Stated task:
Reproduce the whole listing, character for character.

Data supplied:

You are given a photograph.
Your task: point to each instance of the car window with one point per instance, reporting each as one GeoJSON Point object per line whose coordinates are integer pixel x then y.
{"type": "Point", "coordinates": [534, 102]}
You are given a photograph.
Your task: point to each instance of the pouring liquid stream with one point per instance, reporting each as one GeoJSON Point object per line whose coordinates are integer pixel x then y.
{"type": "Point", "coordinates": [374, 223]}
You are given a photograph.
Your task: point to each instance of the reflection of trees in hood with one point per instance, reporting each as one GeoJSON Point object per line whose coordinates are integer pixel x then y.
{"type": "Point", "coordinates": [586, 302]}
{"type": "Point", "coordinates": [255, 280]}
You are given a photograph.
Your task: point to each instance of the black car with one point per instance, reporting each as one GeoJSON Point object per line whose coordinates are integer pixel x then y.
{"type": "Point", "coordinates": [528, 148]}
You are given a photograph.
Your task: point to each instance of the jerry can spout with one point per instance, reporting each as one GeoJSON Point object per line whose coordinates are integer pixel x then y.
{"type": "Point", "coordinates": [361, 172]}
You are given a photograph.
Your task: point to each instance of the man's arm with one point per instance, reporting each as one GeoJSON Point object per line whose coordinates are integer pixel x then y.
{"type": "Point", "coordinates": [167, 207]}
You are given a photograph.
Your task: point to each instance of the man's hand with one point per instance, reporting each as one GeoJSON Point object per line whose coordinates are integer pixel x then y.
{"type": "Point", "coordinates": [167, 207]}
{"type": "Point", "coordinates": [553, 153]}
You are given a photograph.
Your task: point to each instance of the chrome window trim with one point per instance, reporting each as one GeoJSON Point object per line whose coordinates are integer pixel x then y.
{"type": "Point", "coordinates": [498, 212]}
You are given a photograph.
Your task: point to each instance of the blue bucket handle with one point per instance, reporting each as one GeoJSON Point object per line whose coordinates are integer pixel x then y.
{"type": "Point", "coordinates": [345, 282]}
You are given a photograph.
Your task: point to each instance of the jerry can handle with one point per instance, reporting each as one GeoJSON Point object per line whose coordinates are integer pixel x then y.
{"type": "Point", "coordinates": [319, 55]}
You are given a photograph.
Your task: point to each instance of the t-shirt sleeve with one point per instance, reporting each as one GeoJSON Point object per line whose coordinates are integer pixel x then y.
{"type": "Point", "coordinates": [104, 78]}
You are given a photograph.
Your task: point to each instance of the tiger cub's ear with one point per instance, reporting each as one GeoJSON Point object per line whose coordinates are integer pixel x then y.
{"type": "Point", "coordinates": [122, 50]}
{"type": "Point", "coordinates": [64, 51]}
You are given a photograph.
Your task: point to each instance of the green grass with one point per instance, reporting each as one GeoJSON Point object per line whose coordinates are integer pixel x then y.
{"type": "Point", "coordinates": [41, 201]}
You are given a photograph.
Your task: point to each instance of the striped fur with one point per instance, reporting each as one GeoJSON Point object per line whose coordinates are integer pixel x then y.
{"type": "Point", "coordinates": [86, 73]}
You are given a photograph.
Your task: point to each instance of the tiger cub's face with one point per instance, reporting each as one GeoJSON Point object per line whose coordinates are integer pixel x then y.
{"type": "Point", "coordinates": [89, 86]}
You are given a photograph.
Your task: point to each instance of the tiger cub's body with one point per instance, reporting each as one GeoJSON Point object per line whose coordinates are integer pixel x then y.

Task output:
You are given a photograph.
Your task: point to each instance of the car window with one point per instance, reporting each as one GeoJSON Point object per line whose coordinates are integer pixel x then y.
{"type": "Point", "coordinates": [534, 102]}
You are given a photograph.
Your task: point to each instance of the pouring liquid stream with one point per instance, reporting each as one GeoJSON Point object per line whose coordinates are integer pixel x then y.
{"type": "Point", "coordinates": [374, 223]}
You are given a photograph.
Your task: point to each instance of the reflection of trees in hood with one point per instance, reporting each as one GeoJSON Point object per line whose coordinates are integer pixel x then y.
{"type": "Point", "coordinates": [586, 302]}
{"type": "Point", "coordinates": [255, 280]}
You are given a photograph.
Your task: point to each instance of the black car with one point per instance, reporting each as one GeoJSON Point object per line whose coordinates are integer pixel x then y.
{"type": "Point", "coordinates": [528, 148]}
You are given a photograph.
Your task: point to each instance of the jerry can spout with one point per instance, reporting each as one GeoJSON Point object per line whose coordinates are integer pixel x then y.
{"type": "Point", "coordinates": [361, 172]}
You are given a photograph.
Your task: point to each instance of the man's arm with one point per instance, reporting each as one GeoJSON Point object per line whose coordinates are integer pixel x then y.
{"type": "Point", "coordinates": [167, 207]}
You are given a photograph.
Your task: point to each instance of the man's hand with one point per instance, reporting each as one GeoJSON Point object per line whose coordinates are integer pixel x then y.
{"type": "Point", "coordinates": [167, 207]}
{"type": "Point", "coordinates": [553, 153]}
You are given a photograph.
Your task: point to each instance of the chrome window trim with one point per instance, reporting each as one GeoJSON Point object per line whose coordinates are integer pixel x then y.
{"type": "Point", "coordinates": [498, 212]}
You are given a photograph.
Your task: point to each instance of the blue bucket handle with one point per instance, reporting each as one GeoJSON Point object per line whose coordinates are integer pixel x then y.
{"type": "Point", "coordinates": [345, 282]}
You are given a photograph.
Your task: point to each instance of the jerry can handle with one point per instance, reporting each as one GeoJSON Point object per line whose coordinates are integer pixel x then y.
{"type": "Point", "coordinates": [319, 55]}
You are given a photograph.
Your task: point to each instance of the t-shirt sleeve with one point per instance, reporting each as one GeoJSON Point object per line whose coordinates are integer pixel x then y.
{"type": "Point", "coordinates": [104, 78]}
You are given a photograph.
Your task: point to each instance of the tiger cub's ear with one point per instance, reporting each as one GeoJSON Point object per line whose coordinates are integer pixel x then y.
{"type": "Point", "coordinates": [122, 50]}
{"type": "Point", "coordinates": [64, 51]}
You are given a photograph.
Your task: point to each instance of the green grass with one point per instance, reporting each as one GeoJSON Point object per line whose coordinates are integer pixel x then y.
{"type": "Point", "coordinates": [41, 201]}
You are given a photograph.
Your task: point to each instance of the striped fur with one point per instance, reporting each as one GeoJSON Point object per line whose coordinates are integer pixel x then y.
{"type": "Point", "coordinates": [86, 73]}
You are given a photograph.
Your task: point to each instance of the tiger cub's face with one point per instance, reporting each as one GeoJSON Point object per line whose coordinates are integer pixel x then y.
{"type": "Point", "coordinates": [89, 86]}
You are given a photograph.
Your task: point to each instance of the tiger cub's body with one point per instance, reporting each as one GeoJSON Point object per line whose coordinates are integer pixel x then y.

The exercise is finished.